Stored data =
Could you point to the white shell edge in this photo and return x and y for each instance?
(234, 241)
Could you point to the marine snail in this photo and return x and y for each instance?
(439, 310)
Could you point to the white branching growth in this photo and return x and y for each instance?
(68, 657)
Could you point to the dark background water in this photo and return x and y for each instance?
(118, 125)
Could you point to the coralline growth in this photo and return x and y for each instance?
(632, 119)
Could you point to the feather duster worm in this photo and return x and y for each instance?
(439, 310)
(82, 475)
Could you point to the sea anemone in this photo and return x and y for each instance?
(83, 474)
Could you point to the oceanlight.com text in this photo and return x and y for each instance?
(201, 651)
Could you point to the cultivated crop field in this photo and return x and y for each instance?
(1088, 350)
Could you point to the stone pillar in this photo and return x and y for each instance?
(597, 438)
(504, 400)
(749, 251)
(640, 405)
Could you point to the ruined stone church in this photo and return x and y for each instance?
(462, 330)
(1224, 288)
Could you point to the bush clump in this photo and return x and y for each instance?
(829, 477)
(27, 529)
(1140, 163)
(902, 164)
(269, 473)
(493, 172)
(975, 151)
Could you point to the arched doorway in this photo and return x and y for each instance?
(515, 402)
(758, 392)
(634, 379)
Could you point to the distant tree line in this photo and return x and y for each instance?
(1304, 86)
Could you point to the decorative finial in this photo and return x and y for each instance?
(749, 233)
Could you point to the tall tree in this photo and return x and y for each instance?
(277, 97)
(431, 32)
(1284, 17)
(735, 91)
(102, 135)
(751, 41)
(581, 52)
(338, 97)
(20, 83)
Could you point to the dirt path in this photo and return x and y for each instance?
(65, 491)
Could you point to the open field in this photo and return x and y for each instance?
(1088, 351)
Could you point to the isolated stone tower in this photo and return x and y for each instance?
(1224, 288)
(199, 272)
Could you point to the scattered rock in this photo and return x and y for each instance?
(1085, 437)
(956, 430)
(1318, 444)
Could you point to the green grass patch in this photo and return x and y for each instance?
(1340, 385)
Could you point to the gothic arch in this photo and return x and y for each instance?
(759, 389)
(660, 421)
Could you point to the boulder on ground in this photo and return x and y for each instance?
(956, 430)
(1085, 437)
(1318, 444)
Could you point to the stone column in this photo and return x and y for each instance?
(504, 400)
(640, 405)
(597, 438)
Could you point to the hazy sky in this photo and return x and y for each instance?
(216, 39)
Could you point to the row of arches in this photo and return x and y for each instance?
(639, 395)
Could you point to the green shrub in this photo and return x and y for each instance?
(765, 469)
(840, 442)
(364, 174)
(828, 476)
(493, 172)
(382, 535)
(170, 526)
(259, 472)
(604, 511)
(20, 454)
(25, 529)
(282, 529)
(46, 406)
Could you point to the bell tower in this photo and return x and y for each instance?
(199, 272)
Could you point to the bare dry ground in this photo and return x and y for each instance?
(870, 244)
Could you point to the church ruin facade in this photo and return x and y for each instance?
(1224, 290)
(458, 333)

Exercise details = Every entry above has to be returned exactly as written.

Expected answer =
Could you point to the white shell edge in this photo and return x and y for each instance?
(234, 241)
Could you point to the marine snail in this photo and return x and y for each instance?
(439, 310)
Could you point to the white branching growth in this photo and return x and y for each instance?
(68, 657)
Could you point to the dark background water in this photo and return x and y for each instance?
(118, 125)
Could you point to the coralline growth in this photo and return x and y for each instance?
(632, 119)
Could you point to the feather duster worm in this photo and return x and y for each instance?
(439, 310)
(82, 475)
Could you point to the sea anemone in this photo and return x and y for each instance?
(83, 474)
Could you point to the oceanlight.com text in this photo and return x and y for each instance?
(201, 651)
Could you point to the cultivated crop field in this photo and return x and y for each instance?
(1088, 350)
Could you point to the stone pillar in this photo and return x and y for each instance?
(597, 438)
(504, 400)
(749, 251)
(640, 405)
Could you point to the ruined stone church in this photo and return x and y for each instance?
(462, 330)
(1224, 288)
Could you point to the bush clump in this photo and return x and y for each instance?
(829, 477)
(27, 529)
(1140, 163)
(902, 164)
(269, 473)
(493, 172)
(975, 151)
Could you point to the arched doorway in this photo and return x and y for each instance?
(515, 402)
(758, 392)
(634, 379)
Could you point to the distant tree line in this photo and return x and y for each instance?
(1304, 86)
Could you point to the decorative finial in this photo and return x and y for each instance?
(749, 233)
Could you point to the tall tree in this photo and return x and y for each instance?
(277, 97)
(431, 32)
(1284, 17)
(735, 91)
(102, 135)
(751, 41)
(581, 52)
(338, 97)
(20, 83)
Could you point to the dirt path in this photo and return x and y for each instance?
(65, 491)
Could you point to the open field in this photo and return x and y for each instance?
(1088, 351)
Could you point to the isolated stone tower in this photo and return x and y for each instance?
(1224, 288)
(199, 272)
Could you point to the scattered rock in this photo and return x and y for each instance?
(1085, 437)
(956, 430)
(1318, 444)
Could you point to the green grass patch in this photo and return x and y for each instance?
(1340, 385)
Could you point to the gothic arch in this photo and return x and y for each instance?
(759, 389)
(660, 421)
Could you point to the boulder on ground in this photo and return x and y for each instance?
(956, 430)
(1085, 437)
(1318, 444)
Could you point to the stone column in this photo and return x and y for each instance?
(504, 400)
(640, 405)
(597, 438)
Could you point to the hazy sky in this photo and return x and y for each instance?
(216, 39)
Could you point to the row of arches in this photo and return x and y for each instance?
(639, 395)
Could you point to the green shrub in this photo and return x and y for each instance?
(765, 469)
(840, 442)
(364, 174)
(828, 476)
(493, 172)
(382, 535)
(170, 526)
(259, 472)
(604, 511)
(20, 454)
(25, 529)
(282, 529)
(46, 406)
Could you point to the bell tower in this photo and return x and y for each instance?
(199, 272)
Could you point to the bare dry ground in this photo and return x and y for each instance?
(870, 244)
Could you point to the church ruin facade in this photo and return x and y for each instance?
(1224, 290)
(458, 333)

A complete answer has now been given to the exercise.